Work to be completed:
Reproduce the line that holds "of the sky." together with all the lines after it up to the end of the entries.

Data section:

_ _ _ _

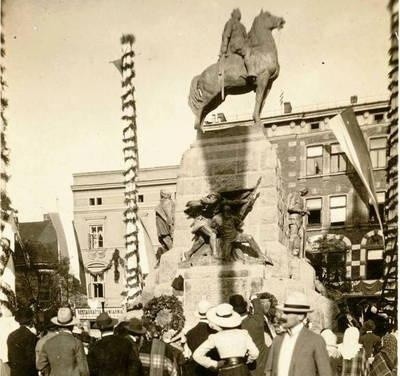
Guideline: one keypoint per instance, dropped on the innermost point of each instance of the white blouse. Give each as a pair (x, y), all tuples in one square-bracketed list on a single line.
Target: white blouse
[(230, 343)]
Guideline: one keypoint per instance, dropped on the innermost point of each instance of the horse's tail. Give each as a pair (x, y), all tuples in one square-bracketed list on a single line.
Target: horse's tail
[(195, 95)]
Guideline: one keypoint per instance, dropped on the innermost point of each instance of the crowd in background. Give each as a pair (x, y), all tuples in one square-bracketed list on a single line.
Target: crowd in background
[(239, 338)]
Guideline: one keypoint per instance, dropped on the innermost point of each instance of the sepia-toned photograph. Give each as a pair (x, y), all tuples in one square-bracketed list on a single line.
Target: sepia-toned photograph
[(199, 188)]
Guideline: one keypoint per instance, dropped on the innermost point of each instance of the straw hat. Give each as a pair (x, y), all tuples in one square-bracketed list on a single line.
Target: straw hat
[(238, 303), (64, 317), (224, 316), (202, 309), (296, 302), (135, 325)]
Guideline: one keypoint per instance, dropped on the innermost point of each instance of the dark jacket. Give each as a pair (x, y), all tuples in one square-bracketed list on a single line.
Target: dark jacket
[(310, 356), (194, 338), (114, 355), (254, 324), (63, 355), (21, 352), (371, 342)]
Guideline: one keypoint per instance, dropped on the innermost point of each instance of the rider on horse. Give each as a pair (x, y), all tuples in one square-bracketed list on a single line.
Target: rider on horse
[(234, 41)]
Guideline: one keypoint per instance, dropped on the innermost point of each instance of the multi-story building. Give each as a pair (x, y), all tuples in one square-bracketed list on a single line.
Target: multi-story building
[(309, 155), (98, 221)]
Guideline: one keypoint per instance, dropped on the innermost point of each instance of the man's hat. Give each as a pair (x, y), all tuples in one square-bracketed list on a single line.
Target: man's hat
[(238, 303), (296, 302), (135, 326), (104, 322), (64, 317), (369, 325), (224, 316), (24, 316), (202, 308)]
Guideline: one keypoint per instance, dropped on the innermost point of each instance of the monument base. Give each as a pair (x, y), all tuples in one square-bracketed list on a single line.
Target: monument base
[(229, 161)]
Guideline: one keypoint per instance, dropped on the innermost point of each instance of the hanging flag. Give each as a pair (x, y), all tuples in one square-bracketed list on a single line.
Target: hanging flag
[(347, 131)]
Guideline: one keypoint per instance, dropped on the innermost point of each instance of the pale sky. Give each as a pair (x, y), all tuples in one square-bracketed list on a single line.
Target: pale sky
[(64, 96)]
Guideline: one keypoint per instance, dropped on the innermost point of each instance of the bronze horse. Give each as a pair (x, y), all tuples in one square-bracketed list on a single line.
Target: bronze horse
[(205, 90)]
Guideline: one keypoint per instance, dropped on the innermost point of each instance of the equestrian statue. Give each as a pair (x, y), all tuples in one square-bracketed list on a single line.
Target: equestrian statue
[(247, 62)]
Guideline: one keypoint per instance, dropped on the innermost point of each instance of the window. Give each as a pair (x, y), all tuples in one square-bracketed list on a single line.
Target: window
[(381, 207), (338, 159), (314, 206), (44, 286), (96, 287), (95, 236), (338, 210), (374, 263), (379, 117), (314, 160), (377, 149), (95, 201)]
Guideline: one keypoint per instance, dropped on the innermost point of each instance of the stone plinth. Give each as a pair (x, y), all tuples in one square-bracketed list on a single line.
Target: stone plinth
[(218, 283), (224, 161)]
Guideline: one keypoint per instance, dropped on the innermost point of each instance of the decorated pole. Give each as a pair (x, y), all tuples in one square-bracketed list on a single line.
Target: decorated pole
[(7, 230), (134, 279)]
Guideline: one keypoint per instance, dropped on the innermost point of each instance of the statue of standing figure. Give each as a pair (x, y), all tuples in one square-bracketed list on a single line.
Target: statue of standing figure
[(217, 224), (165, 222), (297, 212)]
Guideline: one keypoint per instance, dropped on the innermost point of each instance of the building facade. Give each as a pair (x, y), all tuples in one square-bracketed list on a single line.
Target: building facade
[(310, 156)]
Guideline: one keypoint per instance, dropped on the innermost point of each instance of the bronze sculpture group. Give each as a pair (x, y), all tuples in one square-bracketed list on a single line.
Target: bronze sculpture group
[(248, 62), (217, 227)]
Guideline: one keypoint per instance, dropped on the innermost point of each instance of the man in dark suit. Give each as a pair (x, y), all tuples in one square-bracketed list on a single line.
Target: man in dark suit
[(299, 351), (112, 355), (254, 324), (63, 354), (21, 345), (195, 337)]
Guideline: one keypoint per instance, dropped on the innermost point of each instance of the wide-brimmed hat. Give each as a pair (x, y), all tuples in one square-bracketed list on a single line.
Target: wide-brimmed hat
[(64, 317), (296, 302), (104, 322), (238, 303), (224, 316), (24, 316), (135, 325), (202, 308)]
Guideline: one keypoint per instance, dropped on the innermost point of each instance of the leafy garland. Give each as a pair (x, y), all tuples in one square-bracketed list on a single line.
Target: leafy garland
[(163, 313), (116, 260)]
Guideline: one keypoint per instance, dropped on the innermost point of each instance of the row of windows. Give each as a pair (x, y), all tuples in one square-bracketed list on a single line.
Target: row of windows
[(338, 209), (338, 160), (95, 201)]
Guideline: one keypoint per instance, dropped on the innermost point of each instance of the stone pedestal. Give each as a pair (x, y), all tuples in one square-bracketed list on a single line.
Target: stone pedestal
[(232, 160)]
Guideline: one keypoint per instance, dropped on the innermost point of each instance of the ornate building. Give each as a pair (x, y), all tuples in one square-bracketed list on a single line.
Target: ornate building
[(309, 155)]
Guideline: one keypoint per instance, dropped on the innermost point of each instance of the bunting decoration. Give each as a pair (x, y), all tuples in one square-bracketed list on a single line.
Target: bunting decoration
[(133, 273)]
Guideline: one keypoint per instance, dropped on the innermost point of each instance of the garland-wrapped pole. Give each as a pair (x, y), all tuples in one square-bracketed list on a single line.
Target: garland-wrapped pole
[(7, 231), (134, 278)]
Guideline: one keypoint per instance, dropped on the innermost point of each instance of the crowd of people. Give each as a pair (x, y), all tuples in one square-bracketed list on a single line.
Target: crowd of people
[(238, 338)]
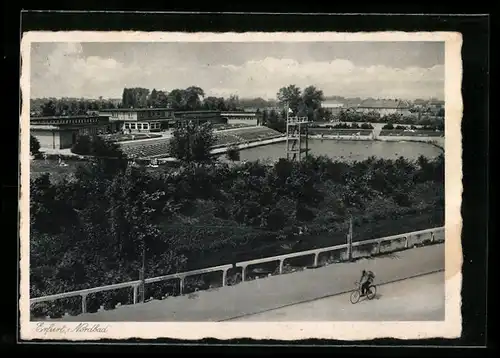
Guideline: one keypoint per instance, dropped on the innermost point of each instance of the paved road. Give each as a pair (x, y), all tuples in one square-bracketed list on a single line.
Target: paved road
[(417, 299), (277, 291)]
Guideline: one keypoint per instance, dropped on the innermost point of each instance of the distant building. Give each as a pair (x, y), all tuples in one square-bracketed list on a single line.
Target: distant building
[(199, 117), (62, 132), (246, 117), (383, 107), (332, 106), (138, 119)]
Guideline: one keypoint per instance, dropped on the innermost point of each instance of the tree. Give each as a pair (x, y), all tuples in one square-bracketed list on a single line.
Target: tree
[(176, 99), (233, 103), (34, 145), (49, 109), (192, 143), (312, 98), (192, 98), (290, 95), (82, 146)]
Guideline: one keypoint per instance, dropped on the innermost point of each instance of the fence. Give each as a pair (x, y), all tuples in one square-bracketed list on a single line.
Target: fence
[(358, 249)]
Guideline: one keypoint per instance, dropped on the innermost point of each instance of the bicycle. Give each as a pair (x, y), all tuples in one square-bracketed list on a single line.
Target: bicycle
[(356, 294)]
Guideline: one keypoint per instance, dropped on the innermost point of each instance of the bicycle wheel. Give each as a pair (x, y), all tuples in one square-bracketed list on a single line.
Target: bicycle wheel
[(355, 295), (372, 291)]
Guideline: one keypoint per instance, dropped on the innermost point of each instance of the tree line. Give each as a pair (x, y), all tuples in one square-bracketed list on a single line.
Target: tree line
[(92, 227)]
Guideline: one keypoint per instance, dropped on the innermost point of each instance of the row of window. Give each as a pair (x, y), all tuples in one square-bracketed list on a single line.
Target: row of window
[(139, 114), (142, 126)]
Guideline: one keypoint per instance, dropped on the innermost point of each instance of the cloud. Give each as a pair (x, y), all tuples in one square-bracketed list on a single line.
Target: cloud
[(337, 77), (65, 70)]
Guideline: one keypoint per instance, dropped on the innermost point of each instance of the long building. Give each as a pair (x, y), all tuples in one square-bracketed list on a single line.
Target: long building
[(62, 132), (156, 119), (139, 119)]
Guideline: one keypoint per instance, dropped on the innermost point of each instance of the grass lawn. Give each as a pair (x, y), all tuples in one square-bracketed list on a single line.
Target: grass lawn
[(339, 131), (417, 133)]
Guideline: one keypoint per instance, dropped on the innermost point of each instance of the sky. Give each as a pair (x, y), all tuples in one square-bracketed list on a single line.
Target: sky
[(406, 70)]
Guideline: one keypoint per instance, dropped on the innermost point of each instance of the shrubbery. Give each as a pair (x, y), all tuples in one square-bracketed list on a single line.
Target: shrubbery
[(34, 145), (89, 231)]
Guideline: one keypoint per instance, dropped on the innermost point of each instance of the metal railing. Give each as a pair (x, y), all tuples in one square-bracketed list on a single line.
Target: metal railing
[(406, 240)]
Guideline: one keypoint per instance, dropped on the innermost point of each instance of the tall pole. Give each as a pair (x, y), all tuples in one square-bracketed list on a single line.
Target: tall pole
[(349, 240)]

_ _ _ _

Answer to the task:
Guideline: one keypoint per instance, dropped on the innermost point of each instance of the sky. Give each as a pair (x, y), all tuples in one square-bracketed list on a single line.
Target: sky
[(406, 70)]
Guideline: one keypoint per instance, dropped on the innermost point of each instance of the shrubbery. Give each as a pair (x, y), all tuples in one square-bracketed list on a single line.
Target: shrubbery
[(34, 145), (89, 231)]
Guideline: one keypoint per instance, dropped on the innermost point of each instance of the metal railing. Give each as a pair (x, y), all tuples in one square-bracketed list on a single line.
Target: metal railing
[(406, 240)]
Guideline: one keypoint per instance, dropped on the innermost point of each instance of the tall pole. Give each as a pair (x, y), all tuples in one square-bracketed list on a single line.
Target: tall pole
[(349, 240)]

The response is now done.